◆ Textauszug:
———

# Umstellung des Mailservers



## Kreuzkauz (20. April 2008)

Hallo,

ich habe einen 1&1-root-Server mit openSuSE 10.2.

Zur Zeit läuft mein E-Mailverkehr über den 1&1-Mailserver. Ich benötige aber einen lokalen Mailserver. 1&1 ist leider nicht bei der Softwareeinrichtung behilflich.

In meinem Kunden-Login von 1&1 stehen mehere Domain-Namen. Einer ist mit einem *MX* gekennzeicht und dem Hinweis das ein lokaler Mailserver benötigt wird. Ansondten kann ich mir auf *MX*, keinen Reim machen!

Als Domain-Name nehme ich *muster.de*.

Als erstes habe ich einen Benutzer neu angelegt. Nennen wir ihn mal max. Für den Benutzer max soll das E-Mail-Postfach mit Namen *max@muster.de* eingerichtet werden.

Welche Software-Pakete benötige ich, damit ich E-Mail versenden und empfangen kann?

Ich habe gehört, das *Postfix* ganz gut zu konfigurieren ist.

Was soll ich als nächstes tun?

Bitte keine Beispiele für yast geben. Bitte nur Befehle die über den Prompt eingeben werden können, angeben.


Thomas


----------



## Navy (20. April 2008)

http://de.wikipedia.org/wiki/MX_Resource_Record

und

http://www.tuxhausen.de/software_postfix.html

Und in Deinem Interesse rate ich Dir dazu Dich über Postfix zu belesen und dieses sauber zu konfigurieren.


----------



## Kreuzkauz (20. April 2008)

Hallo Navy,

ich habe die Links gepostet. Anleitungen wie man POSTFIX installiert und konfiguriert habe ich schon zu hauf gelesen  Ich komme da nicht weiter. Ich will auch kein Open-Relay einrichten.

Zu Link 2.: Habe ich das richtig verstanden? Der Domain-Name der mit einem MX gekenzeicht ist, ist quasi der Haupt-Domain-Name wohin die E-Mail geschickt und empfangen werden können?


Thomas


----------



## olqs (21. April 2008)

———

◆ Material:
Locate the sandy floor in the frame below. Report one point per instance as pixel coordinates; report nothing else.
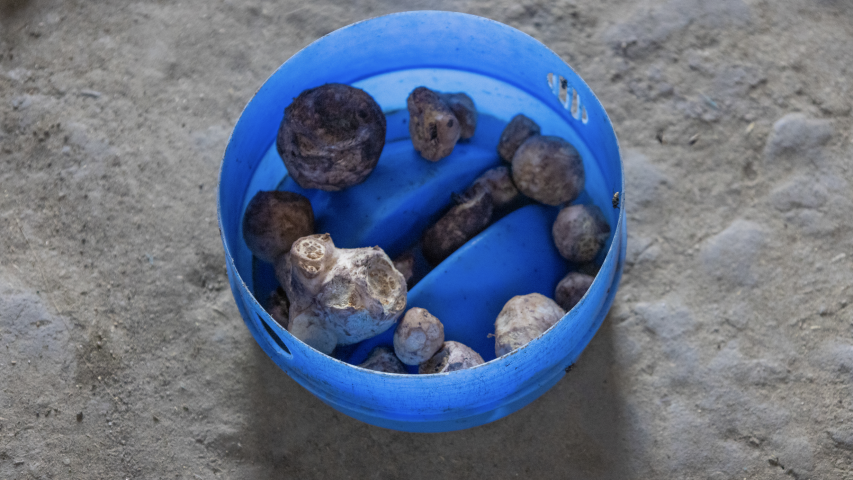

———

◆ Aufgaben:
1 – Erkläre mit Bezug auf das Forumsgespräch über den Mailserver, warum Thomas ausgerechnet Postfix ins Spiel bringt.
2 – Übernimm aus dem Forumsgespräch über den Mailserver wortgetreu den Abschnitt von „ich habe einen“ bis einschließlich „Namen *max@muster.de* eingerichtet werden.“.
3 – Welches Betriebssystem läuft laut dem Forumsgespräch über den Mailserver auf dem 1&1-root-Server von Thomas?

◆ Antworten:
1 – Thomas erwähnt Postfix, weil er gehört hat, dass es sich ganz gut konfigurieren lässt.

2 –
ich habe einen 1&1-root-Server mit openSuSE 10.2.

Zur Zeit läuft mein E-Mailverkehr über den 1&1-Mailserver. Ich benötige aber einen lokalen Mailserver. 1&1 ist leider nicht bei der Softwareeinrichtung behilflich.

In meinem Kunden-Login von 1&1 stehen mehere Domain-Namen. Einer ist mit einem *MX* gekennzeicht und dem Hinweis das ein lokaler Mailserver benötigt wird. Ansondten kann ich mir auf *MX*, keinen Reim machen!

Als Domain-Name nehme ich *muster.de*.

Als erstes habe ich einen Benutzer neu angelegt. Nennen wir ihn mal max. Für den Benutzer max soll das E-Mail-Postfach mit Namen *max@muster.de* eingerichtet werden.

3 – openSuSE 10.2